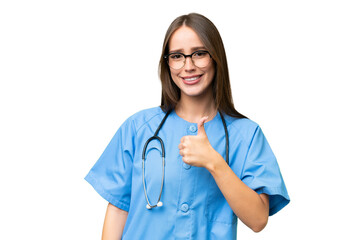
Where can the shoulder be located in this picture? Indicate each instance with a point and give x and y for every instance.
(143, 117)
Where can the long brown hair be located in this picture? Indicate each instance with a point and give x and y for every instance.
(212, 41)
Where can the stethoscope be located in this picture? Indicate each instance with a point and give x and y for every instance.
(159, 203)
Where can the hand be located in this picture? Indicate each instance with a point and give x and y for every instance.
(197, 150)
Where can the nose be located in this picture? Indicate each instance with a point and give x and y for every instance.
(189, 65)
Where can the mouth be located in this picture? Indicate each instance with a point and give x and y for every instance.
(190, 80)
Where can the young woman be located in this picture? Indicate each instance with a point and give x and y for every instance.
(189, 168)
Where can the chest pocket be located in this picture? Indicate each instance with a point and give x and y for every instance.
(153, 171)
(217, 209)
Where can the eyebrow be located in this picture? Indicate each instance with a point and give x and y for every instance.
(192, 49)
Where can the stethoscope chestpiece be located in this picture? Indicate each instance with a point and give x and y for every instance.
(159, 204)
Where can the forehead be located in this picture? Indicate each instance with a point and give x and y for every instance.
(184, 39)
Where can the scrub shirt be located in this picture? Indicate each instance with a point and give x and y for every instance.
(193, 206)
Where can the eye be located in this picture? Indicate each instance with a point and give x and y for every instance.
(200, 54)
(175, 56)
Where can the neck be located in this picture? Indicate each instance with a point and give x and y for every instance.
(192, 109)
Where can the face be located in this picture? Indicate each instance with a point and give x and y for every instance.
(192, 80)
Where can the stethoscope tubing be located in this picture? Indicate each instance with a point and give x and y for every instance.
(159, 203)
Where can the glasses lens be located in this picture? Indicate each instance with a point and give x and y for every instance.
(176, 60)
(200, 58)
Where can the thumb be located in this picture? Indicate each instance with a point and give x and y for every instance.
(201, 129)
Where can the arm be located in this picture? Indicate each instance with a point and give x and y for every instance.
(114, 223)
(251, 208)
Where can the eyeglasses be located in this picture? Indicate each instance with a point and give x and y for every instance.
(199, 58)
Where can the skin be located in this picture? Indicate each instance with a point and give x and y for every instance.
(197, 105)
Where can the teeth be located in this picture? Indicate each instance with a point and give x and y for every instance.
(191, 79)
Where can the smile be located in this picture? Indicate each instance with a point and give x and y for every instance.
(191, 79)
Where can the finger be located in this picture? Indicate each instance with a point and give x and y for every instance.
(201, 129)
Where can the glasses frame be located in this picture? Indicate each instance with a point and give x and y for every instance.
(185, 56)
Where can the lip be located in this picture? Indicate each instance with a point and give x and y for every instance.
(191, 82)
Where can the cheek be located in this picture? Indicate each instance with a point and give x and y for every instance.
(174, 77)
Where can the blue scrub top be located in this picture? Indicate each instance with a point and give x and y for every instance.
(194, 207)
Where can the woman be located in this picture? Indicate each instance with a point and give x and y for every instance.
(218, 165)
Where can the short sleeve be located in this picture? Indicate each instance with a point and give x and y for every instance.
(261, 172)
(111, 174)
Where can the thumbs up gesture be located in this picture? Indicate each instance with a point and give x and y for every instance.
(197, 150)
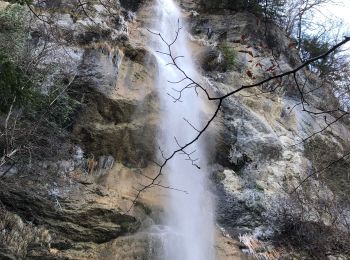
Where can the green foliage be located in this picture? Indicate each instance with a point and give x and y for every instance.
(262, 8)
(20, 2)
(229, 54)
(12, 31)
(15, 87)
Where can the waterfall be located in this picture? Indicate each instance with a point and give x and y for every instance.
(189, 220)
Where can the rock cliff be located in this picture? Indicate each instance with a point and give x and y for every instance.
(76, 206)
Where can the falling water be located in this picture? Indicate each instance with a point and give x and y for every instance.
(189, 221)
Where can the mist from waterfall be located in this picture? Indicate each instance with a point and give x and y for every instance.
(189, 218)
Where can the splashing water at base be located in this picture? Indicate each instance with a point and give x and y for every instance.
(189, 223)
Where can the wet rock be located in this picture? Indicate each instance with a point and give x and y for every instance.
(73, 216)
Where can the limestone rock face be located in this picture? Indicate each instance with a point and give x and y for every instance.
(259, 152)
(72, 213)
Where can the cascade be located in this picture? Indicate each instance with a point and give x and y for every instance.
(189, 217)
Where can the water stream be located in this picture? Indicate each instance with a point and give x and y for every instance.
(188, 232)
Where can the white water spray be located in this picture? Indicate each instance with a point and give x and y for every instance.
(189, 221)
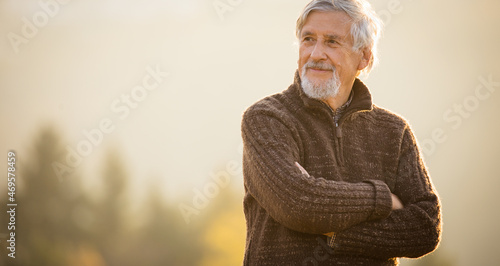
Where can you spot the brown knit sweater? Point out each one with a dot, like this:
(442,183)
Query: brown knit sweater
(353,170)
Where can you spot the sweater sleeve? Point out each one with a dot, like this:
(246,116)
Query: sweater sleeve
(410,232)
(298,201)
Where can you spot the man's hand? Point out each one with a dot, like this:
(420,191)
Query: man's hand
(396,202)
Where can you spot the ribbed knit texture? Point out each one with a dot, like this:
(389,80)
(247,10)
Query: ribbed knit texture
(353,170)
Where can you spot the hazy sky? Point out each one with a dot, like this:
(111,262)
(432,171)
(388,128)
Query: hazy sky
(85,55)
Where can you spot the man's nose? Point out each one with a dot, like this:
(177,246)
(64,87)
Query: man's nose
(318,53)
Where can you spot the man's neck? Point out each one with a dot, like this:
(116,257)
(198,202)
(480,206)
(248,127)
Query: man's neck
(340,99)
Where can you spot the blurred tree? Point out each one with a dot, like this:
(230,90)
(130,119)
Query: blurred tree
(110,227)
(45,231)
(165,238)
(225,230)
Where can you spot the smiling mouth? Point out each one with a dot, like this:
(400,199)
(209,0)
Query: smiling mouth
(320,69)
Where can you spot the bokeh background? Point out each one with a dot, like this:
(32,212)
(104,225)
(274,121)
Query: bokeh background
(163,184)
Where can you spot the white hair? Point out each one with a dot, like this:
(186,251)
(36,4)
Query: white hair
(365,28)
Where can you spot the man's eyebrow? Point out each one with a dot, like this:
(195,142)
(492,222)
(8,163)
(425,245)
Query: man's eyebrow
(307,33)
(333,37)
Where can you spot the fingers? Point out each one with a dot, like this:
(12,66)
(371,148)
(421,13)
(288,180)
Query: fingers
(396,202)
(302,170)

────────

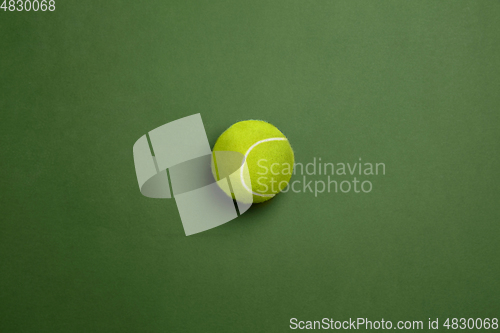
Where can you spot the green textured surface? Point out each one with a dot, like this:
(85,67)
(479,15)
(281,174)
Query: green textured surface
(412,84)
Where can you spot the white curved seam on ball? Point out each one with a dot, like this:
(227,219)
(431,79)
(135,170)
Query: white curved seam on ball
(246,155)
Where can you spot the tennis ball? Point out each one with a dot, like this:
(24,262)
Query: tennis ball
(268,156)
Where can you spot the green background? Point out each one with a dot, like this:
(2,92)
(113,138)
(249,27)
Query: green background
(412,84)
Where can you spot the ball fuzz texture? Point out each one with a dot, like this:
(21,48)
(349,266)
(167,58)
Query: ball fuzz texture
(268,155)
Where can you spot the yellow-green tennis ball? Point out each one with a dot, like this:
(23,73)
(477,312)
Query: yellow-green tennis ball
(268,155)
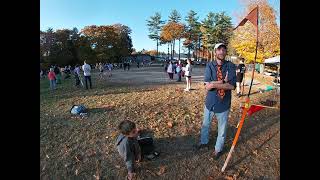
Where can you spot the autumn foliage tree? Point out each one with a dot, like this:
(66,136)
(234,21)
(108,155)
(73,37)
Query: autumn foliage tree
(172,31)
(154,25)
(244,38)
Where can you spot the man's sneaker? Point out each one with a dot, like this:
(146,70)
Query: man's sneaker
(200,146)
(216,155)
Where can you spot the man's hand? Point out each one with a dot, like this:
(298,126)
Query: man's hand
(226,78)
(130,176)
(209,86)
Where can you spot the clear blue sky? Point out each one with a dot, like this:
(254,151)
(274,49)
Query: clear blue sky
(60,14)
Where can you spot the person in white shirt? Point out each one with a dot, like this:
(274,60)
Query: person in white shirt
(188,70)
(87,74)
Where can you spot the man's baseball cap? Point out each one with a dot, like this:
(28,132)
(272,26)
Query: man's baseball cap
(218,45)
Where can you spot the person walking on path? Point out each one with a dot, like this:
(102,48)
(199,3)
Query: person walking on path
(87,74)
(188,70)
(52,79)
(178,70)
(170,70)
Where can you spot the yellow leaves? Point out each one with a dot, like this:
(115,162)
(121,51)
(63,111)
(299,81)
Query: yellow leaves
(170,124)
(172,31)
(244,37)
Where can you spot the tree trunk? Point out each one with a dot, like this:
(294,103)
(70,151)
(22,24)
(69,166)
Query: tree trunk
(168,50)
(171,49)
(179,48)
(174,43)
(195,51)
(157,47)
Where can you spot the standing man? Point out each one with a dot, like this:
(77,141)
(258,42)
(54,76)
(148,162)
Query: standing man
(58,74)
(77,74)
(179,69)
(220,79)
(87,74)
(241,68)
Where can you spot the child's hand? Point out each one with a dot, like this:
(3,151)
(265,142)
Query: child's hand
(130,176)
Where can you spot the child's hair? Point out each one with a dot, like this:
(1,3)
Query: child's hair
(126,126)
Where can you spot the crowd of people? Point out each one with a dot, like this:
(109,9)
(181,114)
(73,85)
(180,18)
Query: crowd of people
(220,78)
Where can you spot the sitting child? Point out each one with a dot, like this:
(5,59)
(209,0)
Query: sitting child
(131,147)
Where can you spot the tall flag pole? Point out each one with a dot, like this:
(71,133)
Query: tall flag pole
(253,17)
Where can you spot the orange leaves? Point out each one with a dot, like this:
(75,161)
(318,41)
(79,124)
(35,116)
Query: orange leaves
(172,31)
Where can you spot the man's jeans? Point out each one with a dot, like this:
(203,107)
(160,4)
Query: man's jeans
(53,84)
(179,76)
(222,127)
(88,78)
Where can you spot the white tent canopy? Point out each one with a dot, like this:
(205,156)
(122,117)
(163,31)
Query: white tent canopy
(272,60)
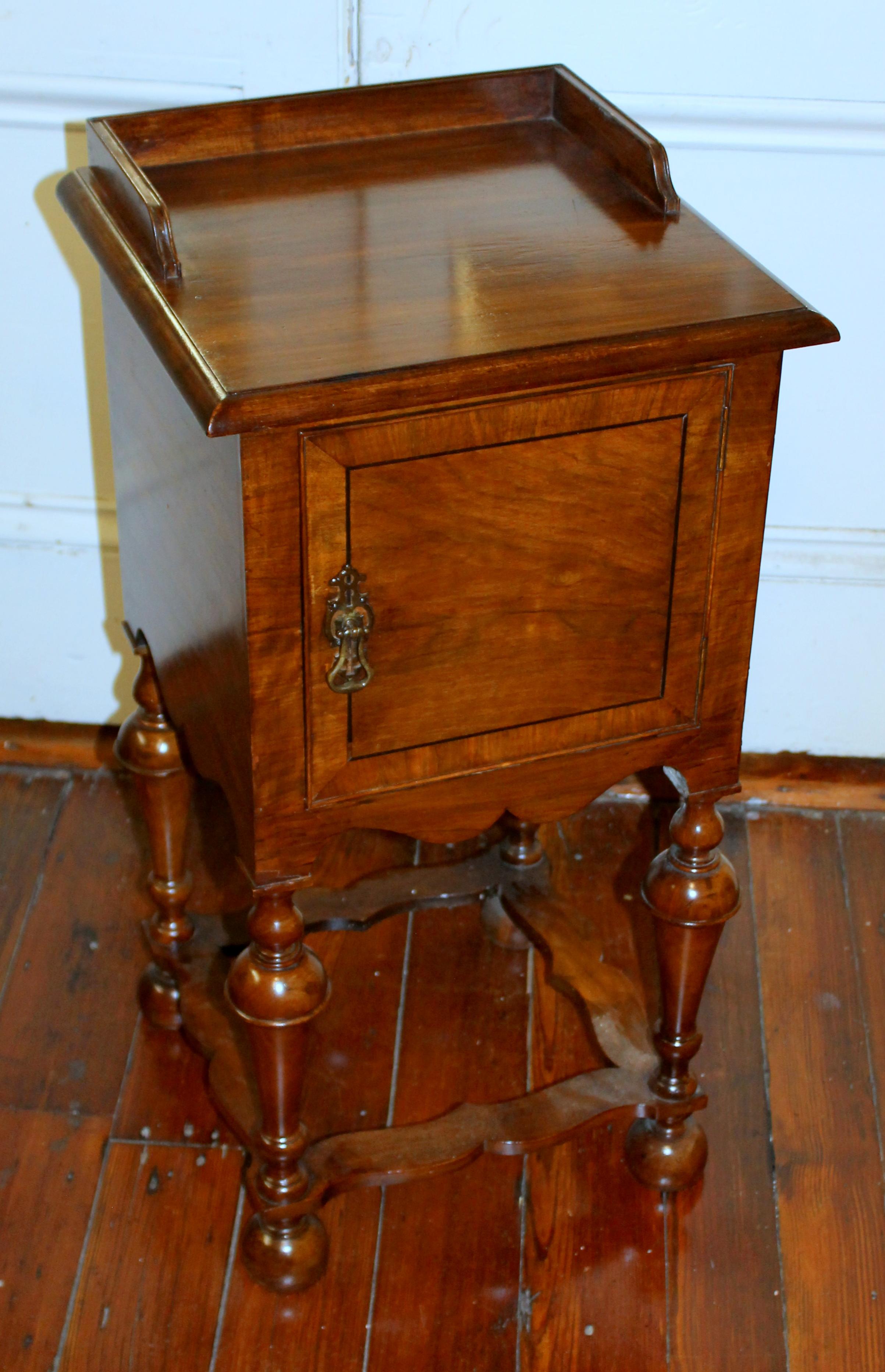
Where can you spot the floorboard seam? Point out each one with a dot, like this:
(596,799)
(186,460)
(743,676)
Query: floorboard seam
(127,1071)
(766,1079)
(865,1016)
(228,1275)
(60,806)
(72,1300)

────────

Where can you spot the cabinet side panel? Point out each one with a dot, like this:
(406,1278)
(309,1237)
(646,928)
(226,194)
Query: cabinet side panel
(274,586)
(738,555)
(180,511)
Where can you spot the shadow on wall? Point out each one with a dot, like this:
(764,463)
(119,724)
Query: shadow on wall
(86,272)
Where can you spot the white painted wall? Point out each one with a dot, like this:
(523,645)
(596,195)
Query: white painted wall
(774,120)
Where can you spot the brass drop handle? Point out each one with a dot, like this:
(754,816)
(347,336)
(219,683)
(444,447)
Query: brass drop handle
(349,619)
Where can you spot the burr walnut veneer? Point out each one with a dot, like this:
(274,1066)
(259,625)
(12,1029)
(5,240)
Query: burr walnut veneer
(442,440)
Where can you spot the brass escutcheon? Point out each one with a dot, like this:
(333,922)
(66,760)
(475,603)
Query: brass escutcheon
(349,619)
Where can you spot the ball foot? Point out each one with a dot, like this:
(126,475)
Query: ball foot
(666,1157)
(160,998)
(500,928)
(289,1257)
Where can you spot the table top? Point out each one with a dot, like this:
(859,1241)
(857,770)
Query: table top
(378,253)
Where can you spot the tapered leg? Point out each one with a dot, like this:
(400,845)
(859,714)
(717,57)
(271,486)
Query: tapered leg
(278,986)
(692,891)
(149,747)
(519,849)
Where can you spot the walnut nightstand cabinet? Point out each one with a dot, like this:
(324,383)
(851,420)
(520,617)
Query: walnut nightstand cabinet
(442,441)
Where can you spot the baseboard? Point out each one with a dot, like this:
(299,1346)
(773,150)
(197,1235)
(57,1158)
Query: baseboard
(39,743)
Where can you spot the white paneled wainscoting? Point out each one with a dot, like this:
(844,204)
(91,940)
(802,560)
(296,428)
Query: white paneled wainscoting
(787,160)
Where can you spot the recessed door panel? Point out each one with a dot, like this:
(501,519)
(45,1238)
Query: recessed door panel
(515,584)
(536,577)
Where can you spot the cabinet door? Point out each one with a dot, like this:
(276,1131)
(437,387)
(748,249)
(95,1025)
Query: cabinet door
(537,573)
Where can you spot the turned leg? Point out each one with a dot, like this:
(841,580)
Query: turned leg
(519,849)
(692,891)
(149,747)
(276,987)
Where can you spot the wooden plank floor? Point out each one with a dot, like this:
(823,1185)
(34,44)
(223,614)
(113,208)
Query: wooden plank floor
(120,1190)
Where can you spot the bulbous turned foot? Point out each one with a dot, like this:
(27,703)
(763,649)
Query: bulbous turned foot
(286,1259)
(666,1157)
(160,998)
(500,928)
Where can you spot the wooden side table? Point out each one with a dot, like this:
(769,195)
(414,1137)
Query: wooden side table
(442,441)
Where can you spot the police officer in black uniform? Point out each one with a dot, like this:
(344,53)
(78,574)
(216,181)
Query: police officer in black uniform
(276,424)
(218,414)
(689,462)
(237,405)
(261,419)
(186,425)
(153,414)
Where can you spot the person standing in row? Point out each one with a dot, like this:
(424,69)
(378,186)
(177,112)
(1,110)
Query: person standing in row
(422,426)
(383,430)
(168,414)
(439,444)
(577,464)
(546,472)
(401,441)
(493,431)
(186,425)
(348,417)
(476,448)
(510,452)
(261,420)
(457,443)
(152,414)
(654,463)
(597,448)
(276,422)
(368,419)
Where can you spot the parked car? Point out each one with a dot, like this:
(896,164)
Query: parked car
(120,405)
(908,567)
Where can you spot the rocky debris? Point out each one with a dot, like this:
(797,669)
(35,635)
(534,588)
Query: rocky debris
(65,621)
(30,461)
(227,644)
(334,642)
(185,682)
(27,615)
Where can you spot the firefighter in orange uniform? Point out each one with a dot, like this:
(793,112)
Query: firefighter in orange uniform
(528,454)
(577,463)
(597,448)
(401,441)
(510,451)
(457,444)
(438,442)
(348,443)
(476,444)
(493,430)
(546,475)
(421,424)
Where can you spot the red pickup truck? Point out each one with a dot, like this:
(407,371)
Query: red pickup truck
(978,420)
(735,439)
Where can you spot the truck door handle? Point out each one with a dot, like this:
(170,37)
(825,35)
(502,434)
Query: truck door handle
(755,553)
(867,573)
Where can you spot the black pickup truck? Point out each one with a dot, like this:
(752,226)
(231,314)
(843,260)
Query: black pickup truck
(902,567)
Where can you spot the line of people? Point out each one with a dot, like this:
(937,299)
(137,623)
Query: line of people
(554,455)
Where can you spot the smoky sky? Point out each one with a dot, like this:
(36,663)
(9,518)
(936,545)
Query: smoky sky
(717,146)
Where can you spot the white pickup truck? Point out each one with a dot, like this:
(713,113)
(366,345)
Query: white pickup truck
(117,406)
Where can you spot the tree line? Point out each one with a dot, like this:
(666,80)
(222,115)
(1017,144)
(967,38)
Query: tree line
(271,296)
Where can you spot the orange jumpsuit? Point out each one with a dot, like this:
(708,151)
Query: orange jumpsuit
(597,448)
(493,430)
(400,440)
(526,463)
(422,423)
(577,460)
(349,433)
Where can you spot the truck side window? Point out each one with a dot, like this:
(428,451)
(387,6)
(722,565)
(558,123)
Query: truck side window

────────

• Try it
For each line above that includes the word "window", make a copy of that line.

• Task solution
Where can you spot the truck side window? Point out each one with a dot, like this:
Query: truck side window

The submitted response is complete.